**Required task**
Give back the lines word for word, starting at the one that contains "Could you point to the sky" and going through the last line.
--- begin Information supplied ---
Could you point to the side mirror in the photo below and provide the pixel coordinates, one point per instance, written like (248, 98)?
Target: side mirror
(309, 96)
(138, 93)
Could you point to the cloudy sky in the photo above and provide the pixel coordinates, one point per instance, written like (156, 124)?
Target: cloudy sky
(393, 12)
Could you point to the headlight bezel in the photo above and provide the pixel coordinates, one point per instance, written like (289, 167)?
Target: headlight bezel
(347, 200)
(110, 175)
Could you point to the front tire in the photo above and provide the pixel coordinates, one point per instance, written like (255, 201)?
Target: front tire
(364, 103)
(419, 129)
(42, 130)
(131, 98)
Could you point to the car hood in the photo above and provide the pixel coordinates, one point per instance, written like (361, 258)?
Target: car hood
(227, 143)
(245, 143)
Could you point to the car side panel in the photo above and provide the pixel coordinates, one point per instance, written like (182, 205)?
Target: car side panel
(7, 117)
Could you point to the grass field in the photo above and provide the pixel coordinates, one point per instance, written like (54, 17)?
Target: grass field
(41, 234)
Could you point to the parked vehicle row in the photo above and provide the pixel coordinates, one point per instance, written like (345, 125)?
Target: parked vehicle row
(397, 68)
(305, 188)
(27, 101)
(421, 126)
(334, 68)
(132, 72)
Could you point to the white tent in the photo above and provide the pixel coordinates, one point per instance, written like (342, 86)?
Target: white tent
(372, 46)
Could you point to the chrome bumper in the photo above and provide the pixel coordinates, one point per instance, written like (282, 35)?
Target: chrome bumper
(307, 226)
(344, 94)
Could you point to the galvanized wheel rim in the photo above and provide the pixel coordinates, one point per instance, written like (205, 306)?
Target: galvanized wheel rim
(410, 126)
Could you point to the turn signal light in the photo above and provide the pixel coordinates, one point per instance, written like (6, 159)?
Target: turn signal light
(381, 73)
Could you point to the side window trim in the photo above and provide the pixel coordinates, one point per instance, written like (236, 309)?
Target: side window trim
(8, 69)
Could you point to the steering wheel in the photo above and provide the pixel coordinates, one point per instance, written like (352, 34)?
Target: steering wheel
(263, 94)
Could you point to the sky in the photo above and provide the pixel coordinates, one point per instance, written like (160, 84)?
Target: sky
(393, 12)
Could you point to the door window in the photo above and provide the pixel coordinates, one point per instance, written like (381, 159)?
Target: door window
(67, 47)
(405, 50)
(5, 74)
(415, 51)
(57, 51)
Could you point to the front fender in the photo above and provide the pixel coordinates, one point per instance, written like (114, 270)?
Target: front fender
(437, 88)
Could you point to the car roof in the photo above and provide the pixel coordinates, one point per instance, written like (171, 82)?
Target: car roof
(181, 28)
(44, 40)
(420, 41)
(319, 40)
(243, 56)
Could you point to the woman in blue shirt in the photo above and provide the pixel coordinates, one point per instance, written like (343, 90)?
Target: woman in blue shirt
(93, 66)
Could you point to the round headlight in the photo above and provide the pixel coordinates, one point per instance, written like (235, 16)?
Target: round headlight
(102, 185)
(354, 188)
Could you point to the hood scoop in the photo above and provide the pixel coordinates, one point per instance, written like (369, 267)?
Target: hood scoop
--- end Information supplied ---
**Worked solution**
Could you point to the sky in the photo above and provide the pixel coordinates, one point per instance, written like (160, 84)?
Target: sky
(393, 12)
Could you point to the door window in the photo above and provide the pixel coordinates, one point per instance, written like (381, 159)?
Target: door window
(67, 47)
(405, 50)
(5, 74)
(415, 51)
(57, 51)
Could you point to the front fender in the photo above and provide the pixel coordinates, one point per instance, written like (114, 270)?
Target: front fender
(437, 88)
Could you point to the car roof in the photo above and provide the pixel coordinates, one point per instance, written like (171, 82)?
Target: car roof
(181, 28)
(44, 40)
(420, 41)
(319, 40)
(243, 56)
Could you point to the woman in blue shirt in the photo above and provide the pixel coordinates, one point per instance, written like (343, 90)?
Target: woman in blue shirt
(93, 66)
Could you point to the round headlight in the photo above and provide the pixel coordinates, one point per instance, written like (235, 16)?
Target: round headlight
(102, 185)
(354, 188)
Could you point to the hood scoop in the photo above and provide the pixel coordinates, one point per instance, written like (369, 267)?
Target: hood scoop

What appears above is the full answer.